(TASK DETAILS) Write the data below out in full, exactly as it stands.

(RECORDS FOR THIS EXERCISE)
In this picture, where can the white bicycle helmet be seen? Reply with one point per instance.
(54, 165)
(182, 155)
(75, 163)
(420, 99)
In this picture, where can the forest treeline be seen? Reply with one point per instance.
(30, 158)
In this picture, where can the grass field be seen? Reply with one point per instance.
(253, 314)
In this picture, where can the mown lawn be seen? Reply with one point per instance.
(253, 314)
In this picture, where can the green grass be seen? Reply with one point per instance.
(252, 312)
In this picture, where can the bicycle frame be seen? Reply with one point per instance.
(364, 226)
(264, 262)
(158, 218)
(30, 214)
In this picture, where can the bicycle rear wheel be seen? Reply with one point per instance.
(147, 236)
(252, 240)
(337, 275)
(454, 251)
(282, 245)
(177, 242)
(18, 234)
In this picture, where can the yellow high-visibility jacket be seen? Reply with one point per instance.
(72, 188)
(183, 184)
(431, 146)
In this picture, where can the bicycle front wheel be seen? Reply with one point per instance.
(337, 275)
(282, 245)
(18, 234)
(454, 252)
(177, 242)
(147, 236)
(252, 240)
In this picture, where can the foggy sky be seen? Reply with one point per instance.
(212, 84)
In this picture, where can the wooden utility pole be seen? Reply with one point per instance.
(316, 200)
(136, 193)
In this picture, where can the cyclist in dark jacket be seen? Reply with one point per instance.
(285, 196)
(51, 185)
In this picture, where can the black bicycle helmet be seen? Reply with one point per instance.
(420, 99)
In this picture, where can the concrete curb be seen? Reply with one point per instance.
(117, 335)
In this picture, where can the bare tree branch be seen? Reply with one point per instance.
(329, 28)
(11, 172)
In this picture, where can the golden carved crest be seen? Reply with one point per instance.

(OUTPUT OF THE EXERCISE)
In this picture, where can the white bicycle helmet be seen? Reply with one point per instance.
(54, 165)
(182, 155)
(75, 163)
(420, 99)
In this picture, where can the forest treeline be seen? Reply with one point per instance.
(30, 158)
In this picture, where can the grass field be seen? Reply with one point per instance.
(253, 314)
In this picture, where can the mown lawn be seen? Reply with one point per instance.
(253, 314)
In this picture, where can the green grass be seen? Reply with one point per instance.
(252, 312)
In this picture, where can the bicycle frame be seen? Reply with one point per instance.
(364, 226)
(264, 262)
(158, 218)
(30, 214)
In this picture, where can the bicycle rear wheel be seen? Reply with one point per instance.
(147, 236)
(252, 240)
(337, 275)
(454, 251)
(282, 245)
(177, 242)
(18, 234)
In this picture, where can the yellow high-visibility jacket be seen? Reply with one point per instance.
(72, 188)
(183, 184)
(431, 146)
In this picture, where can the bicycle front wheel be seen? Reply with one point per instance.
(337, 275)
(282, 245)
(18, 234)
(454, 252)
(177, 242)
(147, 236)
(252, 240)
In this picture, where can the foggy sky be seen? Reply with one point per instance.
(212, 84)
In this picture, where can the wooden utility pole be seen? Reply with one point per instance.
(316, 200)
(136, 193)
In this picture, where can the cyclist in dark jacket be seen? Reply with one point per instance.
(285, 196)
(51, 185)
In this picture, where can the black bicycle helmet be seen? Reply with one point per instance.
(420, 99)
In this picture, where can the concrete curb be seen? Reply with one point per instance.
(117, 335)
In this picture, where can the bare tree branch be seen? Reply with one point per instance.
(329, 28)
(11, 172)
In this picture, where can the golden carved crest be seen? Reply with one point per instance.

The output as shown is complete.